CONSIGNES DE TRAVAIL:
A – Répondez à ces questions sur l'extrait consacré à Maurizio Sarri :
(i) Combien de réalisations Dries Mertens inscrit-il en Serie A la saison où il joue en faux numéro 9 ?
(ii) Face à quel club Naples est-il éliminé en seizièmes de finale de Ligue Europa ?
(iii) À quelle date Sarri est-il nommé entraîneur principal de Chelsea ?
B – Citez sans rien changer le passage de l'extrait consacré à Maurizio Sarri qui commence à « Malgré un jeu » et se termine à « pied du Vésuve. ».

En somme, Maurizio Sarri attend de ses hommes un contrôle constant du cuir, un jeu fait de verticalité et de combinaisons entre les attaquants. Et la méthode Sarri, déjà appelée « Sarriball », porte ses fruits. Naples finit la saison avec la deuxième meilleure attaque et défense du championnat, ainsi qu’à la deuxième place du classement derrière la Juventus, avec 19 points glanés de plus que la saison précédente sous Benitez. 

Le plus grand coup de maître de sa carrière

La saison suivante démarre donc avec des incertitudes liées au départ de Gonzalo Higuain à la Juventus. Mais Maurizio Sarri ne cède pas à la panique, bien au contraire. Il réalise alors le plus grand coup de maître de sa carrière en réinventant le Belge Dries Mertens, présent à Naples depuis 2013 sans être convaincant, en tant que faux numéro 9. Avec Mertens, le jeu de position ultra vertical prôné par Sarri sera encore plus impressionnant. Le trio Insigne – Mertens – Callejon se trouve à merveille, le Belge boucle l’exercice avec 28 réalisations en Serie A et Naples déroule. 
Le Napoli termine meilleure attaque d’Italie et une des meilleures d’Europe, avec pas moins de 115 buts inscrits sur la saison toutes compétitions confondues. Un total ahurissant, qui ne permet cependant pas aux Partenopei de remporter un trophée. Un crève-cœur pour Maurizio Sarri, qui a pourtant permis à Naples d’améliorer encore son total de points, avec 86 unités récoltées en Serie A.

Malgré un jeu séduisant, Naples n’est jamais parvenu à remporter la Serie A avec Sarri. Photo : SSC Napoli

En 2017-2018, I Ciucciarelli repartent sur les mêmes bases et continuent d’impressionner. Le système de jeu de Maurizio Sarri fonctionne toujours à merveille et les Partenopei imposent un rythme effréné à leurs adversaires. Malgré le jeu toujours aussi flamboyant et un total de points encore amélioré, passé cette fois-ci à 91, Naples termine à nouveau deuxième et s’incline encore une fois devant la Juventus.
Sur la scène européenne, le SSC Napoli ne s’extirpe pas de son groupe en Ligue des Champions et est déversé en Ligue Europa. En C3, les protégés de Sarri échouent en seizièmes de finale face au RB Leipzig. Le Vieux-Continent ne réussit pas à Sarri au pied du Vésuve.

Sur le toit de l’Europe !

Lors de l’été 2018, Chelsea sent que le cycle de Sarri à Naples arrive à sa fin et flaire le bon coup. Le 14 juillet 2018, Sarri est nommé entraîneur principal des Blues et remplace alors son compatriote Antonio Conte, limogé la veille. À Londres, Maurizio Sarri n’hésite pas à bousculer les cadres du vestiaire et à mettre en place sa propre hiérarchie dans le vestiaire, à l’image du remaniement qu’il entreprend au milieu de terrain. Dans son fidèle 4-3-3, il place Jorginho, qu’il a pris avec lui depuis Naples, en pointe basse et place N’Golo Kanté en milieu relayeur. En Premier League et en Ligue Europa, Chelsea troque son costume d’équipe défensive, portée lors du passage d’Antonio Conte entre 2016 et 2018, contre celui d’une équipe bien plus offensive, qui reprend les bases du Napoli et de son « Sarriball ».

DONNÉES SOURCES:
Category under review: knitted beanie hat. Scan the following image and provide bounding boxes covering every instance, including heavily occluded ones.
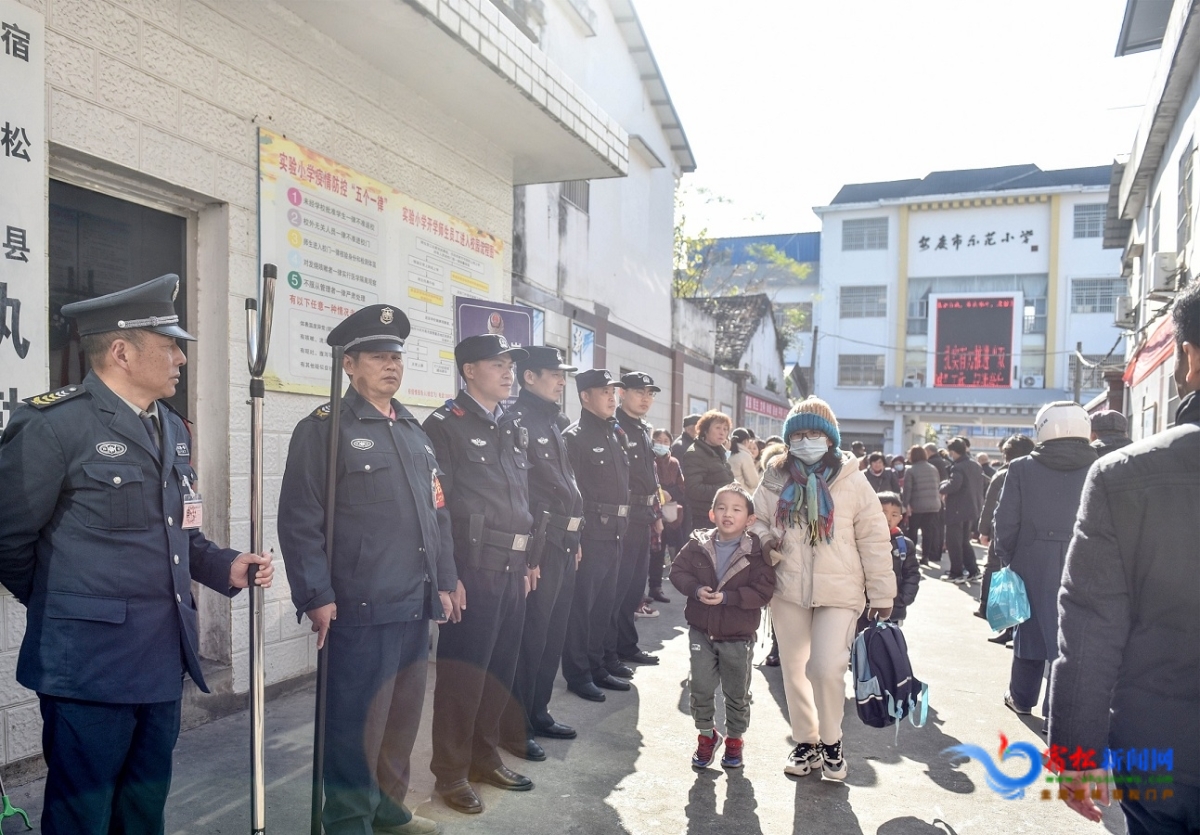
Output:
[784,397,841,449]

CORRIGÉ PAR CONSIGNE:
A –
(i) 28 réalisations.
(ii) Le RB Leipzig.
(iii) Le 14 juillet 2018.

B –
Malgré un jeu séduisant, Naples n’est jamais parvenu à remporter la Serie A avec Sarri. Photo : SSC Napoli

En 2017-2018, I Ciucciarelli repartent sur les mêmes bases et continuent d’impressionner. Le système de jeu de Maurizio Sarri fonctionne toujours à merveille et les Partenopei imposent un rythme effréné à leurs adversaires. Malgré le jeu toujours aussi flamboyant et un total de points encore amélioré, passé cette fois-ci à 91, Naples termine à nouveau deuxième et s’incline encore une fois devant la Juventus.
Sur la scène européenne, le SSC Napoli ne s’extirpe pas de son groupe en Ligue des Champions et est déversé en Ligue Europa. En C3, les protégés de Sarri échouent en seizièmes de finale face au RB Leipzig. Le Vieux-Continent ne réussit pas à Sarri au pied du Vésuve.